Stored entries:
*** Begin section ***
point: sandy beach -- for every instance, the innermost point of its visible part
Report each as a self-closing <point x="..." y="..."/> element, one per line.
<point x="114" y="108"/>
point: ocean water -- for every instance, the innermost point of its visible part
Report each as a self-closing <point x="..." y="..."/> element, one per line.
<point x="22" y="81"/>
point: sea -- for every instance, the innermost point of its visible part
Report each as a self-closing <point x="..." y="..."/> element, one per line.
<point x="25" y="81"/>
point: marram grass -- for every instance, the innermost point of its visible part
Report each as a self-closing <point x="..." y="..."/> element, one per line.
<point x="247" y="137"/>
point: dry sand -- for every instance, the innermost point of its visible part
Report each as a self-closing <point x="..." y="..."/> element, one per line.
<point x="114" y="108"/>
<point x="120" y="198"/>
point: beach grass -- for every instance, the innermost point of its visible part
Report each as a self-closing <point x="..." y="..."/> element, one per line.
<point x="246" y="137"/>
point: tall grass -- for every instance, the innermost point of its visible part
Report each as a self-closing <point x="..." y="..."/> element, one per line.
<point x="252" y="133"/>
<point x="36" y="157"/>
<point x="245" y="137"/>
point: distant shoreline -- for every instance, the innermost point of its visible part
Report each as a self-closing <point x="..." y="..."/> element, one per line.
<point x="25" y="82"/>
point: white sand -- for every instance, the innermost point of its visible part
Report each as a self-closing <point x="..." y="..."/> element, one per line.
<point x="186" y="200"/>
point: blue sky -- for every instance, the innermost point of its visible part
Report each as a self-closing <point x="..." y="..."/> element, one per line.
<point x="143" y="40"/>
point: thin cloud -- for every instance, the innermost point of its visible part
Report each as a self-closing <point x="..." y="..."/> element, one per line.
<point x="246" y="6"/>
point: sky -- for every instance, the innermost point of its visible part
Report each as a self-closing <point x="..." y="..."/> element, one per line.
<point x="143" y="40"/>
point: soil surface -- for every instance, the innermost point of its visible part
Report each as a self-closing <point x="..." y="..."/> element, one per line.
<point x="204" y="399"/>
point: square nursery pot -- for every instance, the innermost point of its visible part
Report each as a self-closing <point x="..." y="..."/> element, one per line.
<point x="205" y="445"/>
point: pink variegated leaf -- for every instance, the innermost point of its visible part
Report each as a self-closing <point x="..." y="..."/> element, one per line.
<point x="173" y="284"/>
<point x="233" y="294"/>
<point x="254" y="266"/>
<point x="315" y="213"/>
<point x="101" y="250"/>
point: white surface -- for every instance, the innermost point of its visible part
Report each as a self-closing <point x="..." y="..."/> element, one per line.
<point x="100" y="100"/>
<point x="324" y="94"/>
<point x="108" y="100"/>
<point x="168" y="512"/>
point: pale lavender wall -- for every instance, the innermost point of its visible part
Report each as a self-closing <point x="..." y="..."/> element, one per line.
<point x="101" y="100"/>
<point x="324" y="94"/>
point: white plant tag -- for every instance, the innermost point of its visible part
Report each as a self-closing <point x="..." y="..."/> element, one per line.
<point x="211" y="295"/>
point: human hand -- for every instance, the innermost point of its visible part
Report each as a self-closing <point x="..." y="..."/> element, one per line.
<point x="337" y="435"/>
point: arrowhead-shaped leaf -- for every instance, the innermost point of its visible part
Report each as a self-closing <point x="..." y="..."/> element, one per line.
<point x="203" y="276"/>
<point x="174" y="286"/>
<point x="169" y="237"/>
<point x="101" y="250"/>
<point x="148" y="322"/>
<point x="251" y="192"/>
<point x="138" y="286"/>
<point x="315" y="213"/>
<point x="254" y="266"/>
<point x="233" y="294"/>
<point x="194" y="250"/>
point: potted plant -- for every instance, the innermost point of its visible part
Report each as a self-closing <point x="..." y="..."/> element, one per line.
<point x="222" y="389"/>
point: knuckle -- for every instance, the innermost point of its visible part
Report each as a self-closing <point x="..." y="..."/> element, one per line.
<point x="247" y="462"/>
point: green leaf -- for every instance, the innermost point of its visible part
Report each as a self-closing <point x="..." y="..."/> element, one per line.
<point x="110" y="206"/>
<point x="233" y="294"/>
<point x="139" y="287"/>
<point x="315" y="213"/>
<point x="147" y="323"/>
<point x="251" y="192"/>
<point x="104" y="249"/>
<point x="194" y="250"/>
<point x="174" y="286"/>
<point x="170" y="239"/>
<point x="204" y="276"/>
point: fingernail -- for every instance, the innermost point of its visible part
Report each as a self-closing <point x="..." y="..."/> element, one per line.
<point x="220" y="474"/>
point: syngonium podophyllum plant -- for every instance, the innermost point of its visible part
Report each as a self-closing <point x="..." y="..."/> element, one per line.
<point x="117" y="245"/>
*** End section ***
EXERCISE INSTRUCTIONS: Set down the records again, exactly.

RESPONSE TO THIS EXERCISE:
point: sandy beach -- for every instance, the innermost point of its visible part
Report each as a self-closing <point x="..." y="..."/> element, one per line.
<point x="114" y="108"/>
point: ocean water -- for every instance, the innermost point of its visible part
Report each as a self-closing <point x="..." y="..."/> element, one per line.
<point x="22" y="81"/>
point: sea -- for every instance, the innermost point of its visible part
Report each as a self-closing <point x="..." y="..."/> element, one per line.
<point x="25" y="81"/>
point: marram grass -- for every instance, the innermost point of its visible part
Report each as a self-closing <point x="..." y="..."/> element, one per line.
<point x="247" y="137"/>
point: dry sand -- for every instance, the innermost point of its visible part
Report each as a self-closing <point x="..." y="..."/> element, one per line.
<point x="114" y="108"/>
<point x="120" y="198"/>
point: beach grass -- for every instance, the innermost point of its visible part
Report each as a self-closing <point x="..." y="..."/> element, one per line.
<point x="246" y="137"/>
point: tall grass -- for every instance, the innermost point of its visible part
Report each as a self-closing <point x="..." y="..."/> element, one per line.
<point x="252" y="133"/>
<point x="36" y="157"/>
<point x="245" y="137"/>
point: distant shoreline -- for every instance, the innermost point of its visible part
Report each as a self-closing <point x="..." y="..."/> element, one per line.
<point x="25" y="82"/>
point: white sand -- for every instance, the innermost point of its visible part
Report each as a self-closing <point x="..." y="..."/> element, one per line.
<point x="186" y="200"/>
point: blue sky -- for every instance, the innermost point of its visible part
Report each as a self-closing <point x="..." y="..."/> element, one per line.
<point x="143" y="40"/>
point: thin cloud -- for every instance, the innermost point of its visible part
Report each as a self-closing <point x="..." y="..."/> element, one per line.
<point x="246" y="6"/>
point: sky -- for every instance, the innermost point of its visible part
Report each as a self-closing <point x="..." y="..."/> element, one per line.
<point x="143" y="40"/>
point: soil surface -- for every instance, the innermost point of its visible part
Report each as a self-closing <point x="..." y="..."/> element, one per line.
<point x="204" y="399"/>
point: square nursery pot -- for every instance, the innermost point of its visible part
Report each as a self-closing <point x="..." y="..."/> element, one per line.
<point x="205" y="445"/>
point: pink variegated leaf -- for every instance, the innermost point of its visible part
Report each as a self-closing <point x="..." y="..."/> element, one per line.
<point x="173" y="284"/>
<point x="233" y="294"/>
<point x="254" y="266"/>
<point x="315" y="213"/>
<point x="101" y="250"/>
point: white surface -- for every instance, the innermost point of its visible part
Report each as a self-closing <point x="..." y="..."/> element, one per line.
<point x="100" y="100"/>
<point x="324" y="94"/>
<point x="108" y="100"/>
<point x="168" y="512"/>
point: pale lavender wall -- for every instance, the innermost point of its visible part
Report each as a self-closing <point x="..." y="..."/> element, one per line.
<point x="101" y="100"/>
<point x="324" y="94"/>
point: white plant tag -- for every instance, the innermost point of its visible part
Report each as a self-closing <point x="..." y="..."/> element, one per line.
<point x="211" y="295"/>
point: human hand -- for every instance, the innermost point of its visible part
Report each as a self-closing <point x="..." y="..."/> element, one per line.
<point x="337" y="435"/>
point: arrowhead-shaped leaf -- for every instance, the innermost point of its visible part
Report each as a self-closing <point x="..." y="..."/> element, one per line.
<point x="203" y="276"/>
<point x="174" y="286"/>
<point x="169" y="237"/>
<point x="101" y="250"/>
<point x="148" y="322"/>
<point x="251" y="192"/>
<point x="138" y="286"/>
<point x="315" y="213"/>
<point x="254" y="266"/>
<point x="233" y="294"/>
<point x="194" y="250"/>
point: potted plant -- for every instance, the innermost point of its visible part
Report each as a self-closing <point x="..." y="..."/> element, one per line.
<point x="222" y="389"/>
point: knuckle -- for every instance, the innermost point of its visible part
Report each as a self-closing <point x="..." y="..."/> element, one per line.
<point x="247" y="462"/>
point: green leaf -- for every instance, the innermost point of its visible part
Report each as a self-closing <point x="..." y="..."/> element, one per line.
<point x="110" y="206"/>
<point x="233" y="294"/>
<point x="139" y="287"/>
<point x="315" y="213"/>
<point x="147" y="323"/>
<point x="251" y="192"/>
<point x="104" y="249"/>
<point x="194" y="250"/>
<point x="174" y="286"/>
<point x="170" y="239"/>
<point x="204" y="276"/>
point: fingernail -- for every instance, the innermost point of its visible part
Report each as a self-closing <point x="..." y="..."/> element, one per line.
<point x="220" y="474"/>
point: syngonium podophyllum plant -- for every instance, the innermost point of its visible part
Report each as a self-closing <point x="..." y="..."/> element, one per line.
<point x="117" y="245"/>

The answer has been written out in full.